Collected data entries:
···

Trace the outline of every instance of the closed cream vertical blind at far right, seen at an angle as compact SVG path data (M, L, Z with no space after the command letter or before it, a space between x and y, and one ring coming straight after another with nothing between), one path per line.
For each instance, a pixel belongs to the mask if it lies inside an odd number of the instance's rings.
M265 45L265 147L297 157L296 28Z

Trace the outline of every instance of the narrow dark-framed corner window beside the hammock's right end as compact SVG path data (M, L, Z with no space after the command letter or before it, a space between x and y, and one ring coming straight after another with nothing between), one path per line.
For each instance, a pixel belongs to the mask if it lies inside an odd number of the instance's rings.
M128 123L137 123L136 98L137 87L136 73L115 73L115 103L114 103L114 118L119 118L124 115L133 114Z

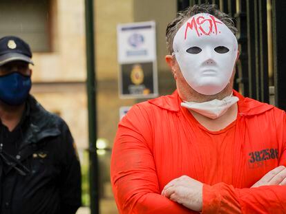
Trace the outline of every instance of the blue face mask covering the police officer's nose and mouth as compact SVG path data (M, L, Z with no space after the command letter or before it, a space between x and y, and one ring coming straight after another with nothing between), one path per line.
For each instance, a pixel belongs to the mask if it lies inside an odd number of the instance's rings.
M8 105L21 105L26 101L31 86L30 76L18 72L0 76L0 100Z

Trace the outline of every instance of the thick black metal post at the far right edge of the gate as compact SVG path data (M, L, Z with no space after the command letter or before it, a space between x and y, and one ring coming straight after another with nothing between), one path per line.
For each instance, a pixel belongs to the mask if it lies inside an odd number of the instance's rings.
M286 110L286 1L272 0L275 105Z

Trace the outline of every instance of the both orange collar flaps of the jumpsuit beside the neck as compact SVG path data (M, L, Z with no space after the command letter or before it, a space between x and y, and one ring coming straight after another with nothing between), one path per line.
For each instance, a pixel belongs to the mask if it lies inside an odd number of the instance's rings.
M251 98L245 98L236 92L236 90L233 90L233 96L237 96L239 98L238 113L240 115L254 116L274 108L273 105L260 103L259 101ZM160 96L159 98L148 100L148 102L162 109L178 112L180 111L180 103L182 103L182 100L178 94L178 91L175 90L175 92L173 92L171 95Z

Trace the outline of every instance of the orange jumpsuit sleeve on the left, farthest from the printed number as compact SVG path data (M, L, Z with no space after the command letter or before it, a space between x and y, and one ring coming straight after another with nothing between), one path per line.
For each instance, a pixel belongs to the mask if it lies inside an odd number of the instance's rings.
M150 118L135 106L119 124L111 156L111 183L120 213L195 213L163 197L151 152ZM167 167L167 166L166 166Z

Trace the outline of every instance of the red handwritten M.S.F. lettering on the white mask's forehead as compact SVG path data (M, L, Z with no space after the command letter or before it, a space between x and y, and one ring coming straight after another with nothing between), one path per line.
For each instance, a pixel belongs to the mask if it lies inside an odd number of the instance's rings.
M222 24L220 21L216 21L215 17L209 15L210 19L206 19L205 17L193 17L190 22L187 23L186 30L184 31L184 39L187 39L188 30L196 30L198 36L206 35L210 36L212 34L218 34L218 25ZM205 22L208 22L209 31L204 30L206 28ZM202 25L204 24L204 28ZM220 32L219 32L220 33Z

···

- _Task statement_
If a line in the records contains the word "beside", copy it.

- _Exercise result_
Trace the outline of every instance of the narrow dark-framed corner window beside the hammock's right end as compact SVG path data (M, L, Z with no space after the command letter or before it, a space between x and y, and one ring coming straight after another with nothing between), one path per line.
Trace the outline of every instance of the both orange collar flaps of the jumpsuit beside the neck as compact SVG path data (M, L, Z with no space after the command letter or before it, a space between x and y, and one ring coming straight after another with nothing between), one path per line.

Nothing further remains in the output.